(Task goal) Copy the records. Keep every line exactly as it is.

(Given records)
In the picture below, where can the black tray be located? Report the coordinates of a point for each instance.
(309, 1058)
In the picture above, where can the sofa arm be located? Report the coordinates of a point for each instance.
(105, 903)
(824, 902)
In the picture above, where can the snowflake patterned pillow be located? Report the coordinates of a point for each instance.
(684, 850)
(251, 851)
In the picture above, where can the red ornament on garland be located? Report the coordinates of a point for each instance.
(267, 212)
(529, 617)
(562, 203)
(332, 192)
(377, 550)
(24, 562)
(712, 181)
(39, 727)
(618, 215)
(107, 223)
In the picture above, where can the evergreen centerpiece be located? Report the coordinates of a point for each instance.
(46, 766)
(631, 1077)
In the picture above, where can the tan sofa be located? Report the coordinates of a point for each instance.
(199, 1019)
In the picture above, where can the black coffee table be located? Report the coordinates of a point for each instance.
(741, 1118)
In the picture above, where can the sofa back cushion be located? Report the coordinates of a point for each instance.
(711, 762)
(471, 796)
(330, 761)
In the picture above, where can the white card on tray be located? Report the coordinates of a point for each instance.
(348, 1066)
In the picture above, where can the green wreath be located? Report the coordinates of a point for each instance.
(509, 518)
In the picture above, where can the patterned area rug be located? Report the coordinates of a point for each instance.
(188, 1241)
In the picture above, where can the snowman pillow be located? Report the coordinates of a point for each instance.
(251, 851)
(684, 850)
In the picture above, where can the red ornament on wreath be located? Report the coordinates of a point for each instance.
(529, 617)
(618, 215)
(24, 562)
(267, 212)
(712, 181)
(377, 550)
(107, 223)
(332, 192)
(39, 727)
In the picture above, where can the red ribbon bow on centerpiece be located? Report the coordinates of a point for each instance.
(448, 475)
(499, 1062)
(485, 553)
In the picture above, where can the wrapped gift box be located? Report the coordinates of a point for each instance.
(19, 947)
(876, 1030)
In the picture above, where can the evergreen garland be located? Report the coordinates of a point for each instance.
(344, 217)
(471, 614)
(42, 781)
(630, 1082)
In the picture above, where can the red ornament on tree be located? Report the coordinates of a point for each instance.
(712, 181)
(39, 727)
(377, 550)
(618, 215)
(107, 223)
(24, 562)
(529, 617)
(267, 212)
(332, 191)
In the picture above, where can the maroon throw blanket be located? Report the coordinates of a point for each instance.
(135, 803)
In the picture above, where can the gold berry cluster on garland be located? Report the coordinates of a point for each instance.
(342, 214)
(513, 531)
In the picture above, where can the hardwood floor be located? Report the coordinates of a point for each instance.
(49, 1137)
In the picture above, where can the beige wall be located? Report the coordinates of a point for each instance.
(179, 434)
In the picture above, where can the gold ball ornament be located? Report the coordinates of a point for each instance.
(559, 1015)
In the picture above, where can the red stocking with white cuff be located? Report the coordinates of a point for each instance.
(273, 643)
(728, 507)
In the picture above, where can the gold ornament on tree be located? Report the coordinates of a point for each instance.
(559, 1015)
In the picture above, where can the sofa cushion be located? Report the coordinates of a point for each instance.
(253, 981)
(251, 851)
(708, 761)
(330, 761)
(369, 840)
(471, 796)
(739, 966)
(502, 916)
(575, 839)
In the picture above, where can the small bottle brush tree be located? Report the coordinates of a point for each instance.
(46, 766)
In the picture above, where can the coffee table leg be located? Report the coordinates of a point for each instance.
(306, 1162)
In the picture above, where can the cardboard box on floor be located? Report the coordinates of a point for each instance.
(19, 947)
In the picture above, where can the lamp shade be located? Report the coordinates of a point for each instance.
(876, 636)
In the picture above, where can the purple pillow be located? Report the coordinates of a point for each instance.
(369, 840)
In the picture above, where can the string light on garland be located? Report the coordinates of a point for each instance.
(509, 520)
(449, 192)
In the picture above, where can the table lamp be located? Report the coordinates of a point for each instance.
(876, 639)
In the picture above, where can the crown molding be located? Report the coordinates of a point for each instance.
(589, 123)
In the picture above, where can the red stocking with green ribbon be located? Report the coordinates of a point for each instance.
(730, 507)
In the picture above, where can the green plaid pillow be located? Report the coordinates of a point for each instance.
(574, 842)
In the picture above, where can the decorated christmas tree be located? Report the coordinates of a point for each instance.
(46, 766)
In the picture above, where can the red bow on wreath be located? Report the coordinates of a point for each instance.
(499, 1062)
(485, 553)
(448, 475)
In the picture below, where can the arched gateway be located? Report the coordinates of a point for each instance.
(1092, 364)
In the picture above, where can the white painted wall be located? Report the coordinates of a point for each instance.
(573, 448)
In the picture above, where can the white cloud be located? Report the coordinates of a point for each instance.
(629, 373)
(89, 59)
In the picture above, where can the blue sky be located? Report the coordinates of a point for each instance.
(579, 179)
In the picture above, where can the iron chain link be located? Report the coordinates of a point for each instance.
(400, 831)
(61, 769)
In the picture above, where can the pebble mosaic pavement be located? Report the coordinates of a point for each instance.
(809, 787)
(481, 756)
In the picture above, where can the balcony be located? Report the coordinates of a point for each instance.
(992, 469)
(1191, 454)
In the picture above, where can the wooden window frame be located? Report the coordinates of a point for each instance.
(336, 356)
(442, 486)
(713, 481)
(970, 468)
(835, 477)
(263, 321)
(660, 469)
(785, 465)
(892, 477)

(Solution to this task)
In the picture below, where can the black tray be located? Report the coordinates of a point for each instance.
(309, 1058)
In the picture above, where can the sofa arm be located? Report the coordinates of a point for each instance.
(105, 903)
(824, 902)
In the picture above, where can the snowflake patterned pillow be located? Report the coordinates of a point for each instance.
(684, 850)
(251, 851)
In the picture above, where can the red ornament on garland be located? Report the coordinates of a point for each instance.
(267, 212)
(529, 617)
(562, 203)
(332, 192)
(377, 550)
(24, 562)
(712, 181)
(39, 727)
(618, 215)
(107, 223)
In the picture above, where can the evergreen centerpiece be located? Report the coordinates of a point for each instance.
(46, 766)
(631, 1077)
In the picture above, where can the tan sofa be located? Report the coordinates of a point for each instance.
(199, 1019)
In the picture above, where can the black coffee table be located? Report the coordinates of a point for each instance.
(741, 1118)
In the picture above, where can the sofa back cushion be located? Report the coordinates of a point for each instance.
(711, 762)
(471, 796)
(330, 761)
In the picture above, where can the white card on tray be located? Report the coordinates of a point for each instance.
(348, 1066)
In the picture above, where can the green wreath be located? Report the coordinates of a point for each instance.
(509, 518)
In the picture above, where can the patterned area rug be located? Report the coordinates of a point for each instance.
(188, 1241)
In the picture above, where can the snowman pillow be located? Report the coordinates of a point for each instance.
(251, 851)
(684, 850)
In the picture above, where can the red ornament on wreath be located? Report the coordinates of a point for each instance.
(529, 617)
(618, 215)
(24, 562)
(267, 212)
(712, 181)
(377, 550)
(107, 223)
(332, 192)
(39, 727)
In the picture above, where can the red ribbon bow on centerpiece be located? Report the coordinates of a point for each instance.
(448, 475)
(499, 1062)
(485, 553)
In the picture above, where can the wrapped gift box be located? Report the coordinates of a point for each instance.
(19, 947)
(876, 1030)
In the picture above, where can the evergreen garland be located? Report the coordinates of a point for each instance.
(344, 217)
(471, 614)
(42, 781)
(630, 1082)
In the picture above, where can the red ornament on tree be located? Report the coordinates of a point for each instance.
(712, 181)
(39, 727)
(377, 550)
(618, 215)
(107, 223)
(24, 562)
(529, 617)
(267, 212)
(332, 191)
In the picture above, where can the maroon throw blanket be located? Report the coordinates of a point for each instance.
(135, 803)
In the picture above, where can the gold berry cluster on garland be located? Report the coordinates of a point for each instance.
(342, 214)
(513, 531)
In the picture above, where can the hardwood floor be located? Report the coordinates of a point for each instance.
(49, 1137)
In the picture above, where can the beige wall be located? Report the coordinates of a point for each instance.
(179, 434)
In the picture above, where can the gold ball ornament be located? Report the coordinates of a point for each instance.
(559, 1015)
In the picture above, where can the red stocking with white cuff be located? Report the coordinates of a point for each instance.
(273, 643)
(728, 507)
In the picture above, where can the gold ornament on tree be located? Report the coordinates of a point for each instance.
(559, 1015)
In the picture above, where can the sofa cushion be located? Report the coordinates of a point for each instance.
(253, 981)
(251, 851)
(708, 761)
(330, 761)
(369, 840)
(471, 796)
(739, 966)
(502, 916)
(575, 839)
In the picture above, where can the small bottle brush tree be located? Report the coordinates of a point for each instance.
(46, 766)
In the picture above, where can the coffee table leg be located? Report the coordinates of a point for each instance.
(306, 1162)
In the picture above, where can the cardboard box on floor be located? Report the coordinates of a point for each instance.
(19, 947)
In the picture above, where can the lamp shade be located? Report the coordinates of a point for each instance.
(876, 636)
In the picture above, where can the purple pillow be located? Report the coordinates of a point for each instance.
(369, 840)
In the picture above, where can the string light on garland be located? Report the coordinates of a point for each instance.
(509, 520)
(449, 192)
In the picture above, where can the table lamp be located? Report the coordinates of a point for each instance.
(876, 639)
In the picture above, where can the crown molding be located? Report the coordinates of a point for each instance.
(589, 123)
In the picture above, where can the red stocking with green ribbon be located? Report the coordinates of a point for each instance.
(730, 507)
In the picture above, where can the green plaid pillow be located? Report the coordinates of a point for each instance.
(574, 842)
In the picture above, where can the decorated christmas tree be located? Report the coordinates of a point for each instance.
(46, 766)
In the picture above, where can the red bow on wreath be located? Report the coordinates of a point for each instance.
(499, 1062)
(485, 553)
(448, 475)
In the picture below, where can the arched gateway be located? Report the coordinates of a point for each instance.
(1092, 364)
In the picture above, where can the white painted wall be located? Report the coordinates of a point for each instance.
(573, 448)
In the picture above, where can the white cloud be located? Report the coordinates of a point for each instance.
(629, 373)
(89, 59)
In the picture above, where can the blue sky be located? Report the coordinates of a point for each instance.
(579, 179)
In the picture above, where can the iron chain link be located? Report the coordinates of a point for each instance.
(400, 831)
(61, 769)
In the picture above, where can the pebble mosaic pavement be located? Report the coordinates of a point for each instance.
(809, 787)
(481, 756)
In the picture above, where can the balcony be located? Report the coordinates of a point for each instance.
(992, 469)
(1191, 454)
In the picture above, where can the wooden window frame be located? Report the coordinates of a point for each instance.
(336, 356)
(442, 486)
(713, 481)
(970, 468)
(835, 477)
(263, 321)
(660, 469)
(785, 465)
(892, 477)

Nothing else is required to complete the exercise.